> Data to process
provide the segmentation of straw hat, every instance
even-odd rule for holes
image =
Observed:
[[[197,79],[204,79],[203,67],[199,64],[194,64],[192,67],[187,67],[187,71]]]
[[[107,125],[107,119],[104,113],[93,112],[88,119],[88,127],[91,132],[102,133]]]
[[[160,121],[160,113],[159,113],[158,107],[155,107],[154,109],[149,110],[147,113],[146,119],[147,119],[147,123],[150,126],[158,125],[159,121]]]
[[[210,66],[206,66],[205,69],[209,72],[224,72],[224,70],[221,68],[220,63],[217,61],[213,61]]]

> Exercise aim
Every entry must be given again exactly as it reads.

> Written answer
provide the segmentation of straw hat, every instance
even-odd rule for holes
image =
Observed:
[[[197,79],[204,79],[203,67],[199,64],[194,64],[192,67],[187,67],[187,71]]]
[[[107,125],[107,119],[104,113],[93,112],[88,119],[88,127],[91,132],[102,133]]]
[[[160,121],[160,113],[159,113],[158,107],[155,107],[154,109],[149,110],[147,113],[146,119],[147,119],[147,123],[150,126],[158,125],[159,121]]]
[[[210,66],[206,66],[205,69],[209,72],[224,72],[224,70],[221,68],[220,63],[217,61],[213,61]]]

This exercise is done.